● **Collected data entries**
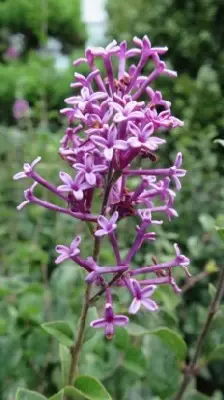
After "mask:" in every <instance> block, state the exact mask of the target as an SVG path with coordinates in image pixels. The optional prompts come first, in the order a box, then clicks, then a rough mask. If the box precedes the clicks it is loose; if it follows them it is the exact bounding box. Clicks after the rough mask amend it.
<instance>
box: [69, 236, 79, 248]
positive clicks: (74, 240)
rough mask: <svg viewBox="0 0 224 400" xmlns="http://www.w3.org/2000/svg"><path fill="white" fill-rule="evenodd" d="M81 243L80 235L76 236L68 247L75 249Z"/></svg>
mask: <svg viewBox="0 0 224 400" xmlns="http://www.w3.org/2000/svg"><path fill="white" fill-rule="evenodd" d="M80 243H81V237H80V236H77V237H76V238H75V239H74V240H73V241H72V243H71V245H70V249H71V250H72V251H73V250H75V249H77V247H78V246H79V245H80Z"/></svg>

● **Exercise objective**
Reproduce the listing verbatim, beginning at its first line and stopping after the line that contains "positive clicks: (74, 240)". Leave the pictures out.

● **Written response**
After "mask:" in every <instance> block, state the exact mask of the target as an SVG path with coordinates in image pixels. The optional prompts come first, in the order a box, then clicks, then a rough mask. If the box precedes the clicks it is loose; if it follows them it is the exact bounding box. Clicks after the rough mask amend it.
<instance>
box: [69, 236, 79, 248]
positive clicks: (74, 240)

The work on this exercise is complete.